## The exercise
Render each line of the data below as a Markdown table with the columns Row and Line, numbering the rows in order and omitting blank lines.

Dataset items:

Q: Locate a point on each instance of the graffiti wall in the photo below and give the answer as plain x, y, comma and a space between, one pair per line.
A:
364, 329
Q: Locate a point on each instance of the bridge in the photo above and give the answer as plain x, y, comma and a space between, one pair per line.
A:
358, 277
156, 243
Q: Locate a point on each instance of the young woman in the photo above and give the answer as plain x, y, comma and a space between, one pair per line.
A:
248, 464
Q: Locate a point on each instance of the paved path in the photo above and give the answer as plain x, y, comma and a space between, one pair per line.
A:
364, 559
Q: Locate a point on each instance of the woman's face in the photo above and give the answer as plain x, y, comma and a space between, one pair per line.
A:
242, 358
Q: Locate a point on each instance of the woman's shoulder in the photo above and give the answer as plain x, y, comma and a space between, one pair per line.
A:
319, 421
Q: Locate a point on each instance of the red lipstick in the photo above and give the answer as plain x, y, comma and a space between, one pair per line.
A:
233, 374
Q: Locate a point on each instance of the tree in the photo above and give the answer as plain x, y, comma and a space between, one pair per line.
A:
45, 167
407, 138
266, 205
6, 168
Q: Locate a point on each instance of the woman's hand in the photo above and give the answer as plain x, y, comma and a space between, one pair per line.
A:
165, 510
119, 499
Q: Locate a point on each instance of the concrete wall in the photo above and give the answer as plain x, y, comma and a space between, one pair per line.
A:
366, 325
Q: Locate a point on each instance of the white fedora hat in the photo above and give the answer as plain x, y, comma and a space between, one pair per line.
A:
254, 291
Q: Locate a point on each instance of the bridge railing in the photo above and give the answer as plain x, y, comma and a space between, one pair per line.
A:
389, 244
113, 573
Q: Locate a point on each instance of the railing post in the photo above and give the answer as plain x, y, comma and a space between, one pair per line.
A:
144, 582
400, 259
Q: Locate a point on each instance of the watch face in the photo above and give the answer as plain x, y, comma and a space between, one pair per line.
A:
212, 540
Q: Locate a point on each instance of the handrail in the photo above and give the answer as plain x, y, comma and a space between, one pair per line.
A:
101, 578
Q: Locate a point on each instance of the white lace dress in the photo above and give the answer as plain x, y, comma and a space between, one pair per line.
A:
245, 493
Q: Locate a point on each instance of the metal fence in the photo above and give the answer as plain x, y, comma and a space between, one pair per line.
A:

## Answer to this task
| Row | Line |
|---|---|
| 1 | Q: Locate a point on each instance of the graffiti wall in the photo below and give the answer as plain x, y, comma and a space between, one pair per line. |
| 2 | A: |
| 3 | 364, 329 |
| 4 | Q: Locate a point on each instance of the bridge in the photo above and give the answer as plain x, y, comma and a space between, one pair per line. |
| 5 | A: |
| 6 | 358, 277 |
| 7 | 156, 243 |
| 8 | Q: Locate a point on each instance of the young woman in the photo above and give the answer as plain x, y, comma and a space between, one pair per line. |
| 9 | A: |
| 10 | 248, 464 |
| 11 | Q: Locate a point on each instance of the paved path in the photo above and give the answer as plain x, y, comma and a space between, one pair per line. |
| 12 | A: |
| 13 | 364, 559 |
| 14 | Q: Locate a point on each instance of the woman's face in the photo above and give the answer as plain x, y, comma and a space between, one pair per line. |
| 15 | A: |
| 16 | 242, 358 |
| 17 | Q: Locate a point on each instance of the woman's shoulder in the photo above and give the answer as plain x, y, comma and a space between, one pair per line. |
| 18 | A: |
| 19 | 319, 421 |
| 20 | Q: Locate a point on each instance of the red lipstick in the photo above and give the answer as plain x, y, comma and a space between, one pair per line. |
| 21 | A: |
| 22 | 233, 374 |
| 23 | Q: Locate a point on each instance of the tree in the photo above and give the answer as plain x, y, comma and a space between, one pair per line. |
| 24 | A: |
| 25 | 45, 167 |
| 26 | 407, 138 |
| 27 | 266, 205 |
| 28 | 6, 168 |
| 29 | Q: Locate a point on each instance of the woman's hand in the photo above and give the answer as plain x, y, comma and a space between, one pair per line. |
| 30 | A: |
| 31 | 165, 510 |
| 32 | 119, 499 |
| 33 | Q: Locate a point on each instance of the concrete wall in the photo above and give the answer as plain x, y, comma and a space between, one pair per line. |
| 34 | A: |
| 35 | 366, 325 |
| 36 | Q: Locate a point on each instance of the white fedora hat in the photo above and give the answer as plain x, y, comma and a space between, one pair per line. |
| 37 | A: |
| 38 | 254, 291 |
| 39 | Q: Locate a point on each instance of the bridge railing in the photo above and give the answer as plain x, y, comma and a space between, one pair per line. |
| 40 | A: |
| 41 | 389, 244 |
| 42 | 113, 573 |
| 43 | Q: Locate a point on each instance of the railing post in the photo above and give the answer as plain x, y, comma and a space between, one pair per line. |
| 44 | A: |
| 45 | 144, 582 |
| 46 | 400, 259 |
| 47 | Q: Locate a point on each instance of the watch face in the photo above and give the answer as plain x, y, comma and a space between, one pair per line. |
| 48 | A: |
| 49 | 212, 540 |
| 50 | Q: Locate a point on each instance of the handrail in the photo above and give the answer as plain x, y, comma and a space between, one pair per line. |
| 51 | A: |
| 52 | 101, 578 |
| 53 | Q: Locate a point on each instance of the white lace dress in the photo above and give the answer as plain x, y, comma and a space between, one pair per line. |
| 54 | A: |
| 55 | 245, 493 |
| 56 | Q: Locate a point on each instance of the metal fence in the photo above and give the answer as plain x, y, comma and a space between, one pair per line. |
| 57 | A: |